◆ Your task: Copy all of the material below line for line, changing nothing.

(Pointing records)
[Start]
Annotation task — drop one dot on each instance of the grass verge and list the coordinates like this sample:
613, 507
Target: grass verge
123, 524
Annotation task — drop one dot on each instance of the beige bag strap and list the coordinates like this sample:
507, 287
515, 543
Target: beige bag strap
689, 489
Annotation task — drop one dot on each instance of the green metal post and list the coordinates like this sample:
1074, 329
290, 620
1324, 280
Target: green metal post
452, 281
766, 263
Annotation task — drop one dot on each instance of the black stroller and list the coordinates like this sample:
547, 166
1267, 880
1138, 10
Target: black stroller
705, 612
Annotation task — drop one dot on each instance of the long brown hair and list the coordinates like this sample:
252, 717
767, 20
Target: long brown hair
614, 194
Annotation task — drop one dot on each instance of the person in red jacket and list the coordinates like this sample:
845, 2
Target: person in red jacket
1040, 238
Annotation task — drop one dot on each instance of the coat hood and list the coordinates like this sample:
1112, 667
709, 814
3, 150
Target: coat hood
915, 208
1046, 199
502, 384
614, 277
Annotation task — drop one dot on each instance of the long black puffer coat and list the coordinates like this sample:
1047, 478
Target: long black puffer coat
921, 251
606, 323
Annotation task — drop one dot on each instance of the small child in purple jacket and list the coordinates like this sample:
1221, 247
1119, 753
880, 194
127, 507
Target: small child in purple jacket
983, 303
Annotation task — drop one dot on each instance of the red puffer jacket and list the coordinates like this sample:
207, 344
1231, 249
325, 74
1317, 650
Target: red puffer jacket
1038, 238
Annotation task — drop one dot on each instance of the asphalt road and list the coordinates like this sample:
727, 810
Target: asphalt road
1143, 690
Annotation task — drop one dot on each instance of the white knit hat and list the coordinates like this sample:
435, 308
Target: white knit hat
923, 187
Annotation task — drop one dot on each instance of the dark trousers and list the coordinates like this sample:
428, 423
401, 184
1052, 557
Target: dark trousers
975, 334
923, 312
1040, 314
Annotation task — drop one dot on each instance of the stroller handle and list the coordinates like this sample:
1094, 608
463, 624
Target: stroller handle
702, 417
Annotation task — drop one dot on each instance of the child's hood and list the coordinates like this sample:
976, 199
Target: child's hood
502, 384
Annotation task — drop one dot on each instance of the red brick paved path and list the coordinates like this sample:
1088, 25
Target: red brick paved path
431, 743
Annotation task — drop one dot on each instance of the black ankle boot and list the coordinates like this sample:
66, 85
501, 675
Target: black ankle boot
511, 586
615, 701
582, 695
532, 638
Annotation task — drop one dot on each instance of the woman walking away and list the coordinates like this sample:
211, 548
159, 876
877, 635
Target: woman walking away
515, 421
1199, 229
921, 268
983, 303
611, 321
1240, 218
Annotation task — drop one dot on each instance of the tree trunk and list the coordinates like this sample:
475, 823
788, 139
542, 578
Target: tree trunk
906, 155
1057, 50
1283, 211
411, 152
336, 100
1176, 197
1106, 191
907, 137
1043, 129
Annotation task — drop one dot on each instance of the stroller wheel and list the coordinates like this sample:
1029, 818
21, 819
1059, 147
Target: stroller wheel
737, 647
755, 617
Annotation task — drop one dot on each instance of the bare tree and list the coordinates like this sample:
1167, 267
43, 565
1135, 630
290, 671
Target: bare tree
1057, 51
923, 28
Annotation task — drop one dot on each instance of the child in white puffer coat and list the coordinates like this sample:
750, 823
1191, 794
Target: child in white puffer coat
[End]
◆ Exercise result:
Annotation task — drop one dot on each instance of the grass verge and list the coordinates like this sample:
613, 507
Target: grass verge
123, 524
Annotation task — drop one dot on each instance of the beige bag strap and list the coordinates like this sample:
507, 287
515, 543
Target: beige bag strap
689, 489
Annotation task — drop one dot on each instance of the green metal post and list the coordinates like this sample:
1074, 329
290, 620
1324, 280
Target: green metal post
452, 281
766, 263
Annotation task — drop one dot on each instance of the black stroller and list the coordinates like this sample:
547, 166
1267, 880
1138, 10
Target: black stroller
705, 612
Annotation task — drop one dot on each instance of the long brown hair and list the coordinates like this sample:
252, 717
767, 20
Target: long brown hair
614, 194
Annotation task — drop one dot on each instance of the person in red jacket and list the coordinates like this sample:
845, 2
Target: person in red jacket
1040, 238
Annotation task — drop one dot on each instance of the coat hood and list the coordinates like this sample:
1112, 667
709, 814
3, 150
Target: coat hood
915, 208
1046, 199
502, 384
614, 277
Annotation task — drop one dot on each instance of the long black puffer coat and list the coordinates like this sample:
1047, 478
Target: long black puffer coat
921, 251
606, 323
Annotation task — drop one dot on each instance of the small child in purple jacket and list the coordinates like this sample:
1221, 247
1119, 753
880, 194
127, 507
Target: small child in purple jacket
983, 303
Annotation task — drop one dot on each instance of the red puffer jacket and list the coordinates like this sample:
207, 344
1231, 249
325, 74
1317, 650
Target: red puffer jacket
1038, 238
Annotation task — drop one dot on each instance of the asphalt road and list the coordinates like this sample:
727, 810
Target: asphalt road
1143, 690
Annotation task — drop one dot on each instance of the white knit hat and list the coordinates like this sample:
435, 308
Target: white knit hat
923, 187
Annotation task — drop one dot on each instance of the dark trousers and list the coordinates like this sample:
428, 423
401, 184
1052, 557
Target: dark trousers
975, 334
923, 312
1040, 314
Annotation task — drop one dot on each instance of the stroller handle and list the coordinates like this sample:
1094, 608
463, 624
Target: stroller handle
702, 417
Annotation task — drop one dot on each instance of the child's hood and list the coordinates like this sample:
976, 199
Target: child's hood
502, 384
Annotation task — drop one dot on each instance of the red brick paved path and list the coordinates like this sample:
1088, 25
Target: red brick paved path
431, 743
Annotation task — drop one dot on each instance of the black ankle boot and list the coordinates like this sample:
66, 85
501, 675
Target: black ankle boot
511, 586
615, 701
582, 695
532, 638
Annotation task — drop one dot on each instance of the woman walking away and list the coordinates like this sample:
211, 548
159, 876
877, 635
Target: woman walking away
515, 421
1199, 229
921, 268
983, 303
611, 321
1240, 218
Annotation task — drop one dot on each instance of the tree trunk and list the coordinates like this sample:
475, 823
788, 139
542, 578
Target: tree trunk
906, 155
1057, 50
1283, 211
411, 152
336, 100
1176, 197
1106, 191
907, 137
1043, 129
Annotation task — drop one dot on each instance of the stroller wheel and list the coordinates like this sample:
1029, 818
21, 819
1059, 147
Target: stroller wheel
737, 647
755, 617
Annotation task — drop one dot on each instance of the bare tree and list the coordinates like this sample:
1167, 267
43, 565
1135, 630
290, 671
Target: bare tree
1057, 51
923, 28
Annotation task — drop one dot on each instance of the child in white puffer coat and list the coordinates like this sample:
750, 823
1191, 794
Target: child in white puffer coat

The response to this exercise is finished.